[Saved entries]
======

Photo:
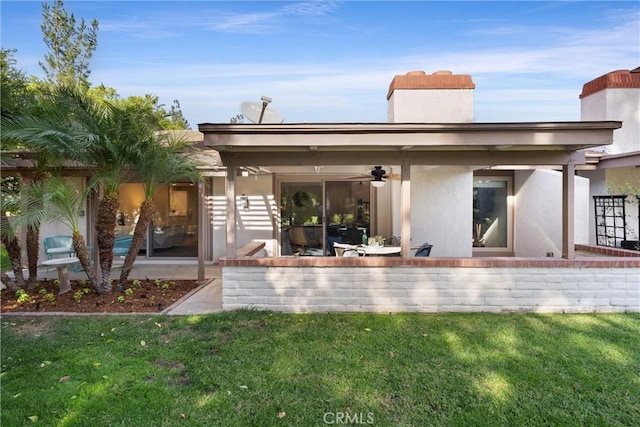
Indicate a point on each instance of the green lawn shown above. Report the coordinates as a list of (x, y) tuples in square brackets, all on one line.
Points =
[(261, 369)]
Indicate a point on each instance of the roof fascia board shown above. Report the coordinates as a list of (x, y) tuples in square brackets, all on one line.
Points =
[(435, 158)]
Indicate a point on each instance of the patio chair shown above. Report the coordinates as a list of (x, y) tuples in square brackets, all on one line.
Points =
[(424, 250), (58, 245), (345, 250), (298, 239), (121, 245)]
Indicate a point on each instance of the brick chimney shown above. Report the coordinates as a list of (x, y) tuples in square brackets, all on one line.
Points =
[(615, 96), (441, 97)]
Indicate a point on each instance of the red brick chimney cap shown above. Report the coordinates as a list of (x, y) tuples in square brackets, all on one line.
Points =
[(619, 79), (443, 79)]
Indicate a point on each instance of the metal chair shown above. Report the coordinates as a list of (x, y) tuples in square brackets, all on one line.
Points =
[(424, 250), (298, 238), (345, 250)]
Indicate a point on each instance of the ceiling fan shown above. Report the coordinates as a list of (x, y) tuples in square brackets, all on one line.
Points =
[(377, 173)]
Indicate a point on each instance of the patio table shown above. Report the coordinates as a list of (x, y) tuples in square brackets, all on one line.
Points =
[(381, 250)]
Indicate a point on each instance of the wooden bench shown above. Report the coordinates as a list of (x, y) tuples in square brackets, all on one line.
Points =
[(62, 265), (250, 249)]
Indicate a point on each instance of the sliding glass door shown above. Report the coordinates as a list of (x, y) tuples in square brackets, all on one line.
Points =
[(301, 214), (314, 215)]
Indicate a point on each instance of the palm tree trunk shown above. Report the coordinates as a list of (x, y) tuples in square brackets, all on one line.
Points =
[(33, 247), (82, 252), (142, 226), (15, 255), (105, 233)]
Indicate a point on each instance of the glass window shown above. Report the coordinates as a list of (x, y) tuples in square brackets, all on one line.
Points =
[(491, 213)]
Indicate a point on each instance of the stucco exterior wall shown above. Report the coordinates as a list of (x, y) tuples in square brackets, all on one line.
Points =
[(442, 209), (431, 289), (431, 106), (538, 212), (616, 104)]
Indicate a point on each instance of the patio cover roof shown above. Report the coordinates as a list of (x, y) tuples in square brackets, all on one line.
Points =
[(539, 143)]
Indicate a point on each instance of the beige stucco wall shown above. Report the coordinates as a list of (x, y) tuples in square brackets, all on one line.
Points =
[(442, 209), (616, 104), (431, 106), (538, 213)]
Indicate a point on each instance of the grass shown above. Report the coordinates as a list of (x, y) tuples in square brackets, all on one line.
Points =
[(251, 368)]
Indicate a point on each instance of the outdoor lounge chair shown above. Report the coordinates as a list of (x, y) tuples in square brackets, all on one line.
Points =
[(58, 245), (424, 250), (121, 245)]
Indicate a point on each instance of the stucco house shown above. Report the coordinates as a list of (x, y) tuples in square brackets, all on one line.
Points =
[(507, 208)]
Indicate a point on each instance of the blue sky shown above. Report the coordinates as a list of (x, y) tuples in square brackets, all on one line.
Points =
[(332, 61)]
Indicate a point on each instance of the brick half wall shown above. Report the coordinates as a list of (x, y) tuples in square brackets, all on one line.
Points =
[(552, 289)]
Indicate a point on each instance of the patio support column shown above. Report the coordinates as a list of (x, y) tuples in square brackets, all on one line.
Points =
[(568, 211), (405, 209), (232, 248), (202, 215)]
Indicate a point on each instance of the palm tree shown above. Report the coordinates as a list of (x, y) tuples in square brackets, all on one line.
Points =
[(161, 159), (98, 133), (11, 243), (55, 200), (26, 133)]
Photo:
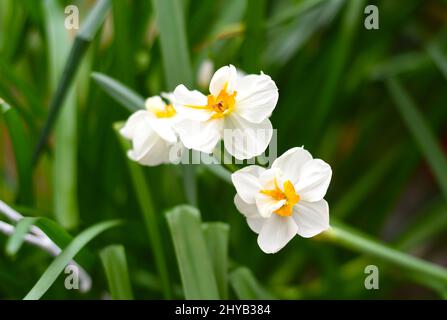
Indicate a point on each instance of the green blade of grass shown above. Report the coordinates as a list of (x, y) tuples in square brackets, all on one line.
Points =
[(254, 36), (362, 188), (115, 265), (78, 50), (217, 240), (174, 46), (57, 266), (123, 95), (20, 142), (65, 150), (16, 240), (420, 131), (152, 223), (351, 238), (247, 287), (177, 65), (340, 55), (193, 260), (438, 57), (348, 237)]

======

> [BRIEF]: Write out every entry above exactly, minus the pictures.

> [EXERCISE SOLUTION]:
Photo:
Indicate a point on each instance of the green lawn shown above. Report the coordinates as a list of (x, y) tuples in square brackets, all on one line.
Points =
[(261, 369)]
Indicate a point on each instance of the roof fascia board shown above. Report the coordinates as a list of (x, y) tuples in square brackets, all on one line.
Points =
[(435, 158)]
Indicate a point on each instance of the patio chair shown above. Report the coordinates as a list of (x, y) tuples in square brackets, all on one line.
Points =
[(424, 250), (58, 245), (345, 250), (298, 239), (121, 245)]
Indicate a point on each instance of the brick chimney shown above. Report the coordinates as a list of (x, y) tuples in square brackets, all on one line.
Points =
[(615, 96), (441, 97)]
Indicate a point on each instance of the red brick chimney cap shown above. Report the coordinates as a list of (x, y) tuples in square brackets, all on one line.
Points =
[(619, 79), (443, 79)]
Indicate a point on each instance of the metal chair shown above. Report the coordinates as a list of (x, y) tuples in square brackets, all on one line.
Points =
[(424, 250), (298, 238), (345, 250)]
Indicate a point on each instance of the ceiling fan shown above. Report the coordinates as a list of (x, y) tuples in square brackets, all on one line.
Points =
[(377, 173)]
Indicate a point on each instance of the patio table shown above. Report the coordinates as a list of (x, y) tuples in square brackets, all on one line.
Points =
[(381, 250)]
Indicate a point on each instance of the wooden bench shown above. Report the coordinates as a list of (x, y) tuples in square brackets, all on one line.
Points =
[(62, 265), (250, 249)]
Indicate a point on each instance of the sliding glass door shown above. Report the coordinates as a list of (x, y) tuples in square brackets, all on one line.
Points =
[(301, 214), (314, 215)]
Indicate a point on each instance of the palm tree trunk shown above. Report the coordinates as a list of (x, y) tuples in square brackets, all on one line.
Points =
[(33, 247), (82, 252), (142, 226), (15, 255), (105, 233)]
Indicate a point on each instance of the glass window shown above. Report the coordinates as a list of (x, y) tuples in square brackets, all on one line.
Points =
[(491, 213)]
Indicate a point on each instance of the stucco exterior wall shown above. Report the coordinates as a list of (x, y) tuples in square brackets, all on one line.
Points =
[(442, 209), (431, 289), (431, 106), (538, 212), (616, 104)]
Indicate a point on each instance of the patio cover roof shown above. Report the coordinates as a list of (x, y) tuples in square brackets, all on one line.
Points =
[(539, 143)]
Indicate a point on each instance of the beige stucco wall shown above. Report the coordinates as a list of (x, y) tuples in square brackets, all on one line.
Points =
[(442, 209), (616, 104), (431, 106), (538, 213)]
Indicate a point on each instance of the grass shown above. Report the coordinates as a list of (x, y) tuples in square brackets, all on one line.
Points =
[(251, 368)]
Indicate a point on each instance of the outdoor lounge chair shown above. Report the coordinates as a list of (x, y) tuples in square brackets, all on one line.
Points =
[(58, 245), (424, 250), (121, 245)]
Indicate a point on each instance of the stucco house shown above. Report the coordinates as a list of (x, y) tuples in square brackets, all on one line.
Points =
[(507, 208)]
Indicate a point on each instance of the blue sky shown above. Report the coordinates as a list of (x, y) tuples in square brackets, all on one line.
Points =
[(332, 61)]
Indicate a point on each instance of the brick half wall shown above. Report the coordinates as a list of (x, y) tuples in square brackets, all on one line.
Points =
[(552, 289)]
Indicate a point on each instance of the patio support column shown above. Report the coordinates as a list of (x, y) tuples in square brackets, all on one line.
Points =
[(568, 211), (405, 209), (232, 248), (202, 215)]
Indicate a point on each instance of the palm tree shown above. Report the coordinates as a list of (x, y) tuples in square brackets, all on one line.
Points =
[(161, 159), (98, 133), (11, 243), (55, 200), (26, 133)]
Photo:
Indicate a point on each instance of the green blade of grass shown above. Report the coordinates as a list of (x, y) tuples in square brackets, all on one line.
Points =
[(254, 36), (362, 188), (115, 265), (78, 50), (217, 240), (174, 46), (57, 266), (123, 95), (20, 142), (65, 150), (16, 240), (420, 131), (152, 223), (351, 238), (247, 287), (177, 65), (340, 55), (193, 260), (438, 57), (348, 237)]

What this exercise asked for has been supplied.